◆ **AIM**
Find "of the french" in the data, then restate the line it sits in and every later line word for word, ending with the last line.

— begin —

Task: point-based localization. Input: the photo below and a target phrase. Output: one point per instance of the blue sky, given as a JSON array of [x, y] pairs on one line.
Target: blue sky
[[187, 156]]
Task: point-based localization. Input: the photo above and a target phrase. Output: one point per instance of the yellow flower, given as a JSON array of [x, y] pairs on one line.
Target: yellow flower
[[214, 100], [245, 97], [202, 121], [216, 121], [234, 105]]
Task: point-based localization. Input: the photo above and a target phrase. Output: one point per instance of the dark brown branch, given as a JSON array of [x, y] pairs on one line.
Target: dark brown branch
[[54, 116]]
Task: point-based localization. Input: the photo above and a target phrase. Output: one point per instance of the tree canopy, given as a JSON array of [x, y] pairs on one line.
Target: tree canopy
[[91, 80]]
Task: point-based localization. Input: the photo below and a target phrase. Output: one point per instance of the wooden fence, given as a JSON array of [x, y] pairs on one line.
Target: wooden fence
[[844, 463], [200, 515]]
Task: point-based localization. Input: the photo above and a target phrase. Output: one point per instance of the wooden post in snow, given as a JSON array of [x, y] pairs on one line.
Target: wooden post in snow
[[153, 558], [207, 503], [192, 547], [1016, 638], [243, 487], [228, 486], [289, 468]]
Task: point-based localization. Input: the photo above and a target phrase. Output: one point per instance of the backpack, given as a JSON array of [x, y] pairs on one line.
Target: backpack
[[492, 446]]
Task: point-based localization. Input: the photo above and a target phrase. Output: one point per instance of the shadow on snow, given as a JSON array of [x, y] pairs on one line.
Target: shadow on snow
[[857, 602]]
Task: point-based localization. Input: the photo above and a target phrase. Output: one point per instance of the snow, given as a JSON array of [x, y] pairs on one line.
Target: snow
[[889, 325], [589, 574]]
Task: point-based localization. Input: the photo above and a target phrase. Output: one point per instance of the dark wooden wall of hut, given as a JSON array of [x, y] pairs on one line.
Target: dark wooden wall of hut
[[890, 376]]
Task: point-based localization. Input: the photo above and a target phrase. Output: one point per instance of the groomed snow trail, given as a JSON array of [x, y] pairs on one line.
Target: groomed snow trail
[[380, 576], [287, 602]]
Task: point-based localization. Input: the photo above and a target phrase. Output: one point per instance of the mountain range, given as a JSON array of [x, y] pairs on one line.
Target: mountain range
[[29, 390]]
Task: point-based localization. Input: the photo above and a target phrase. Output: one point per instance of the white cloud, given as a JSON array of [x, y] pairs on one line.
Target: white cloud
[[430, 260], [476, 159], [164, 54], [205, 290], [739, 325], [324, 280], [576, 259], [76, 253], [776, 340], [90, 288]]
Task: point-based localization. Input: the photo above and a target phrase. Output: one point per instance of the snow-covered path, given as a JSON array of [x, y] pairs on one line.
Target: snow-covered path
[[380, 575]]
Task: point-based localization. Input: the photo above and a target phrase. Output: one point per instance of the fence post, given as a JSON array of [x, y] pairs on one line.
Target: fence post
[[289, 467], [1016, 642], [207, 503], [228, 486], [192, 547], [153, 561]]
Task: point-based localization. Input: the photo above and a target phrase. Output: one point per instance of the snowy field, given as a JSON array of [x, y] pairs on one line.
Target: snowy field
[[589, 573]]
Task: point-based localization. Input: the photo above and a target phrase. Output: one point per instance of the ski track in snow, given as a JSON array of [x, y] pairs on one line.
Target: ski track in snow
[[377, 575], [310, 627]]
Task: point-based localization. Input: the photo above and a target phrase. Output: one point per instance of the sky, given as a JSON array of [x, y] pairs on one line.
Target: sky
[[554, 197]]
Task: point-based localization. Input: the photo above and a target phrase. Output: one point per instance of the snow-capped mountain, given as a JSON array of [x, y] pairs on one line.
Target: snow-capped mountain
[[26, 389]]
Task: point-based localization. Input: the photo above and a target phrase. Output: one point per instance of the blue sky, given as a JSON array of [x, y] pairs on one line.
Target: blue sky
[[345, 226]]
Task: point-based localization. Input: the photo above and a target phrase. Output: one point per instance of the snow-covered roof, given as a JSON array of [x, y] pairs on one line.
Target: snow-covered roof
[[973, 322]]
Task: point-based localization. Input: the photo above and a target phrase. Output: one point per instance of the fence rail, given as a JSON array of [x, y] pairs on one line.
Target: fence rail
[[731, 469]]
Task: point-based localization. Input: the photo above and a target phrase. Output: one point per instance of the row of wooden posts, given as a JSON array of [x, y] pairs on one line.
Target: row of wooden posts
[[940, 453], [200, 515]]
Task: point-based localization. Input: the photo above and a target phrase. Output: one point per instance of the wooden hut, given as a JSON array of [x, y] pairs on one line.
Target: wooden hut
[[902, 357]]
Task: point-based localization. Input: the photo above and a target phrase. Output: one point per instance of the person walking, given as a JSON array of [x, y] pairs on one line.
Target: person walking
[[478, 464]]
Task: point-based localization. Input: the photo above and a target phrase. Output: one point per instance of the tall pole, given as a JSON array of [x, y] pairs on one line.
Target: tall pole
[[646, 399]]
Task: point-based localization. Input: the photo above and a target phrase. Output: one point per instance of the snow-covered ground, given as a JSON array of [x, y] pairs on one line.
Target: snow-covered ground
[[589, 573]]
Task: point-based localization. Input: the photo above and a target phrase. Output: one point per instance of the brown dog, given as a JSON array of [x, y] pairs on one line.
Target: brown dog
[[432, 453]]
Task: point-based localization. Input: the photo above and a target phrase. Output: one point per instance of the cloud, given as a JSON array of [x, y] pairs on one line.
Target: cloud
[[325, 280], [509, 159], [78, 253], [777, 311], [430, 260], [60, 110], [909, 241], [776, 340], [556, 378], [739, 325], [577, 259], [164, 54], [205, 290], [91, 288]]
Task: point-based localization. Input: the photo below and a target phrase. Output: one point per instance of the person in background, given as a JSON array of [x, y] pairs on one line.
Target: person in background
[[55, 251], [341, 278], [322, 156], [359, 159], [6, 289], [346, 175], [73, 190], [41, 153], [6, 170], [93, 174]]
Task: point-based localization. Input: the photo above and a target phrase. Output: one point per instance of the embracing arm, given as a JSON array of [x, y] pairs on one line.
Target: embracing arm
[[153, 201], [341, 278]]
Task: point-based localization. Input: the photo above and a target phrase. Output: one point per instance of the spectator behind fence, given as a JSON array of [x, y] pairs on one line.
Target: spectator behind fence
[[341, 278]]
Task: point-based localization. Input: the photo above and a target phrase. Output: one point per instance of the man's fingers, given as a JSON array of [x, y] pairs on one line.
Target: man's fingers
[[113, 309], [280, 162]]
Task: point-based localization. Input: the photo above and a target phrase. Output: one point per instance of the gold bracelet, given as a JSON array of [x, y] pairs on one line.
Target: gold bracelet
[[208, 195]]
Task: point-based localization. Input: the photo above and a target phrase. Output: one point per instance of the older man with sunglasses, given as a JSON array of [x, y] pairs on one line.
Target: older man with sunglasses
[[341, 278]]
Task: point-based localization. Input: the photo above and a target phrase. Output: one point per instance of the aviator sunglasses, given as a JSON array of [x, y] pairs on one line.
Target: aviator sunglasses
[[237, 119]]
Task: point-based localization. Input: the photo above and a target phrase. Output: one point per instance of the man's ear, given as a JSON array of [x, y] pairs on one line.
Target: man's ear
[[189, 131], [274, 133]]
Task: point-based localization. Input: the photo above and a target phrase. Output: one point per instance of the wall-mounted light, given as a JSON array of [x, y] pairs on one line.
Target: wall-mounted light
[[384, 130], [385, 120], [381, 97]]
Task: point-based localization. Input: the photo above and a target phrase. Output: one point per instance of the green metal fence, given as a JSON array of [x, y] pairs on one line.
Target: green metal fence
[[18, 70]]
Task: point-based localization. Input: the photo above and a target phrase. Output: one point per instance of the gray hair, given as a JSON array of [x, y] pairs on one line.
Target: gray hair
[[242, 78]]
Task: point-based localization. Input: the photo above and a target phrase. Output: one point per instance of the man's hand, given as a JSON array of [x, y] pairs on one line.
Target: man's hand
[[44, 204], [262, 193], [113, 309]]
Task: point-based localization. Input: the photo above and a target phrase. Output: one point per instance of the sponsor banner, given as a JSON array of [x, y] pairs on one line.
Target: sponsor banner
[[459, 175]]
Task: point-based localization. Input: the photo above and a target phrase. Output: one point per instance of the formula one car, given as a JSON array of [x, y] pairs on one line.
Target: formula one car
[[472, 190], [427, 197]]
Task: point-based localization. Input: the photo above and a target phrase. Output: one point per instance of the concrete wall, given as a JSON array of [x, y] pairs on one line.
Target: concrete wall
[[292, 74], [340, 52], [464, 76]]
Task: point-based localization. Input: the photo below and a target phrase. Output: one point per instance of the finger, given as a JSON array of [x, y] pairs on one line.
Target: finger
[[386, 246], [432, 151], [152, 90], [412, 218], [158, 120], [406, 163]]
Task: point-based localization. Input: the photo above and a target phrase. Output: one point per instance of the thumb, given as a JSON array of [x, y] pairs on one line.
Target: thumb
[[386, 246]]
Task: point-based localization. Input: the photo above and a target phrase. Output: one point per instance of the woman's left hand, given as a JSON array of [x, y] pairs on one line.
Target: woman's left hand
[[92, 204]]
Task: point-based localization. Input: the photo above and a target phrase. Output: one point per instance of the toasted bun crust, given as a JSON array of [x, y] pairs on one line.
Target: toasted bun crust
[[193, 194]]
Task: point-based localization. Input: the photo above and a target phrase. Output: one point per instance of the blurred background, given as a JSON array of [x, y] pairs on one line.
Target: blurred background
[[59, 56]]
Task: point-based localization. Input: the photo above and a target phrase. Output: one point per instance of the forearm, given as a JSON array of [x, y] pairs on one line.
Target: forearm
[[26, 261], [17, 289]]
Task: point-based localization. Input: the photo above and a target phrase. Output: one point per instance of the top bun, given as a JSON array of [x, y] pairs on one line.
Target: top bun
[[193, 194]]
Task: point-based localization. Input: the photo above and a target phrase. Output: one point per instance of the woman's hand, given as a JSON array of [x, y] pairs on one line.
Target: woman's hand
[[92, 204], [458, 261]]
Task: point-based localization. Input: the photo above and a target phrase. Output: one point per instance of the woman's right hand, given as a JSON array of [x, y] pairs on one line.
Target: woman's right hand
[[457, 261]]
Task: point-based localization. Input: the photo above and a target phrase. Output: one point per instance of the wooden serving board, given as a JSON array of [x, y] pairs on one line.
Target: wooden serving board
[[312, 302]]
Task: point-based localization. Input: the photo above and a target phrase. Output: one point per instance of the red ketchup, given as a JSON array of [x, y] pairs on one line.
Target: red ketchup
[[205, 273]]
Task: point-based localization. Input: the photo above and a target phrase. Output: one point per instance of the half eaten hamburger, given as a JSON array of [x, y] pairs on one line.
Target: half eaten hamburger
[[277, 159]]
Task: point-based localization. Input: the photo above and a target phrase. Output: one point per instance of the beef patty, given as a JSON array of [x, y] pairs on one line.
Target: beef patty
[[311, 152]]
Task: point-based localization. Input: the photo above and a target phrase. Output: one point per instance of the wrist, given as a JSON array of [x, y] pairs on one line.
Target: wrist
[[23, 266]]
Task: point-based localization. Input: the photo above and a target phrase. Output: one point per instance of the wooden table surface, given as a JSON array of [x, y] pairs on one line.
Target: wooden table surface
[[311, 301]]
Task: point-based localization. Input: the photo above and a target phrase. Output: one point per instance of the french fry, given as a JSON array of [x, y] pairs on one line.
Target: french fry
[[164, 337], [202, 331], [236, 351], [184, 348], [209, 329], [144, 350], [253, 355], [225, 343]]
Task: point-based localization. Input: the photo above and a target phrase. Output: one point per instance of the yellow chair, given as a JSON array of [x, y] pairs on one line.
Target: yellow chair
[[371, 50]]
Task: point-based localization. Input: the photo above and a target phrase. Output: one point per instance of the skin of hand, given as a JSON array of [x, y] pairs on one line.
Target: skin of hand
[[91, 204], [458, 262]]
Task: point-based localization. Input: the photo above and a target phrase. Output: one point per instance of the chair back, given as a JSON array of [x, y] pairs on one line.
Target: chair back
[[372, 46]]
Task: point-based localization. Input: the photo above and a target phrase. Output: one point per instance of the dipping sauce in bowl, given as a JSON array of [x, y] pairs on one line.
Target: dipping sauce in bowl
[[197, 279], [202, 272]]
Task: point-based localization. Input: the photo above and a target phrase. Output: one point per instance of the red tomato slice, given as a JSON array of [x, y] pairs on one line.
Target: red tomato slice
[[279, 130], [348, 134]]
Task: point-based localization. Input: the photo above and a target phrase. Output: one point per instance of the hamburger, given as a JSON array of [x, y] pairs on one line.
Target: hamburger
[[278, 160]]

— end —

◆ **IN RESPONSE**
Task: point-based localization. Input: the photo above and a target phrase. Output: one point per instance of the french fry, given as a JSON array of [x, y] pairs on one line.
Target: french fry
[[164, 337], [202, 331], [236, 351], [184, 348], [209, 329], [144, 350], [253, 355], [225, 343]]
Task: point-based localization. Input: the photo above and a target phrase. Output: one point per instance of the yellow chair, given as a JSON array of [x, y] pairs on one line.
Target: yellow chair
[[371, 50]]
Task: point-based localization. Input: the photo above and a target phrase. Output: one point per instance of the skin of hand, given as a JSON array of [x, y] pairs on one line.
Target: skin of hand
[[91, 204], [458, 262]]
Task: point-based localization. Input: the photo above and a target phrase. Output: one point per instance of the chair back, given as a JSON array of [x, y] pairs on one line.
Target: chair back
[[372, 46]]
Task: point-based localization. Input: the photo above and a target phrase. Output: one point per instance of the dipping sauce in bowl, given as a JSON array of [x, y] pairs on one line.
Target: dipping sauce in bowl
[[197, 279], [202, 272]]
Task: point-based localization. Input: the photo above and a target phrase. Output: one point per instance of the red tomato slice, given as a JSON array of [x, y] pairs on one line.
Target: red tomato slice
[[279, 130], [348, 134]]
Task: point-based localization. Input: the photo above and a target phrase. Output: one point per instance of the hamburger, given as a JSON array of [x, y] pairs on one line.
Target: hamburger
[[278, 160]]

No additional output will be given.